Instructions to follow →
Copy out word for word the lines starting with the line containing "of the vintage" and going on through the last line of the records.

========================================

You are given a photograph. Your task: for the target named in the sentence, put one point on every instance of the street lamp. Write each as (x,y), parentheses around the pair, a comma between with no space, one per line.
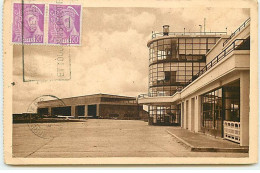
(166,29)
(200,28)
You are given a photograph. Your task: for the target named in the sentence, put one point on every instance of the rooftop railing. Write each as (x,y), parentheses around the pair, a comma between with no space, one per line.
(238,44)
(235,45)
(160,34)
(237,31)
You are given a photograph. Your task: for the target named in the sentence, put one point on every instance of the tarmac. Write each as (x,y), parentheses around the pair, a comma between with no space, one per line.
(102,138)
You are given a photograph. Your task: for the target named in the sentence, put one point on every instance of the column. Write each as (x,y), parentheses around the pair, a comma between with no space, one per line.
(86,111)
(189,115)
(49,111)
(197,114)
(244,108)
(98,107)
(73,112)
(192,112)
(182,114)
(185,120)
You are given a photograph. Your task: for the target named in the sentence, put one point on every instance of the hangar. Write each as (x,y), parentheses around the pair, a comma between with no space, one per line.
(93,106)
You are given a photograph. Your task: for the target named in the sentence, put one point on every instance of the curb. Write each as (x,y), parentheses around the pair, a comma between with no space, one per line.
(208,149)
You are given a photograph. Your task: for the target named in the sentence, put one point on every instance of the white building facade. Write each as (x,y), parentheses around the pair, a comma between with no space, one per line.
(200,81)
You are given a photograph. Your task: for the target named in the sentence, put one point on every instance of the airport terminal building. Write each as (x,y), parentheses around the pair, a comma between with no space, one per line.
(93,106)
(200,81)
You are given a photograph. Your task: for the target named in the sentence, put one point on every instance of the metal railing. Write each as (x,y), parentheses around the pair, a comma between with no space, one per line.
(142,96)
(237,31)
(233,46)
(232,131)
(160,34)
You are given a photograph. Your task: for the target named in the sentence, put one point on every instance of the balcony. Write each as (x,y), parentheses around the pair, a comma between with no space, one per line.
(238,44)
(160,34)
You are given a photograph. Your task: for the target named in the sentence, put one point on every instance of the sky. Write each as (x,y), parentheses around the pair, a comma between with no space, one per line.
(113,55)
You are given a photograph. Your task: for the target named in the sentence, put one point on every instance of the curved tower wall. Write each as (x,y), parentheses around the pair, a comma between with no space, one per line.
(172,63)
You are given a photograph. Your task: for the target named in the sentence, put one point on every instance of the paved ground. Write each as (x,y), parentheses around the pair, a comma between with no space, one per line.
(101,138)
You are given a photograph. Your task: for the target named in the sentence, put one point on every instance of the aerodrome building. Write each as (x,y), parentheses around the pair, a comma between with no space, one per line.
(200,81)
(93,106)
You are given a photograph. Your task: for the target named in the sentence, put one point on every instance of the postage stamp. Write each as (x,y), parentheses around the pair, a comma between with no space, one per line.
(64,24)
(28,23)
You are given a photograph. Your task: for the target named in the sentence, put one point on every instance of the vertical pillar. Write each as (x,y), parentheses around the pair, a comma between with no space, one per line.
(192,112)
(227,106)
(73,112)
(49,111)
(86,111)
(98,107)
(189,114)
(197,114)
(182,114)
(244,108)
(174,112)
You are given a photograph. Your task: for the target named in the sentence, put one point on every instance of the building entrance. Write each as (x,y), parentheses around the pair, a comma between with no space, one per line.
(92,110)
(219,106)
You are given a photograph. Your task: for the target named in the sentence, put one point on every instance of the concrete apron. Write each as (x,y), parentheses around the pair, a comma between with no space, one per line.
(208,149)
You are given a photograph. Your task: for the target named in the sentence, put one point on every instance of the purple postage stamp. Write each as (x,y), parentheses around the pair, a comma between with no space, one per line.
(64,24)
(28,23)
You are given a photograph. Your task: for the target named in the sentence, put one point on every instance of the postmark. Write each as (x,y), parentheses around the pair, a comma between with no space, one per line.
(28,23)
(64,24)
(44,127)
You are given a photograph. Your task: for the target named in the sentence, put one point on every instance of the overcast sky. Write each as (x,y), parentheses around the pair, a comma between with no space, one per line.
(113,57)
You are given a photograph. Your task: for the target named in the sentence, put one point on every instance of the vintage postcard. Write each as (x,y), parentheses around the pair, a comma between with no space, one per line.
(130,82)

========================================

The result →
You are given a photograph. Your task: for the target named in the sentence, put one point on every instance of the vintage postcard. Write each as (x,y), parentheses around the pair, a comma between with no space, one per line.
(130,82)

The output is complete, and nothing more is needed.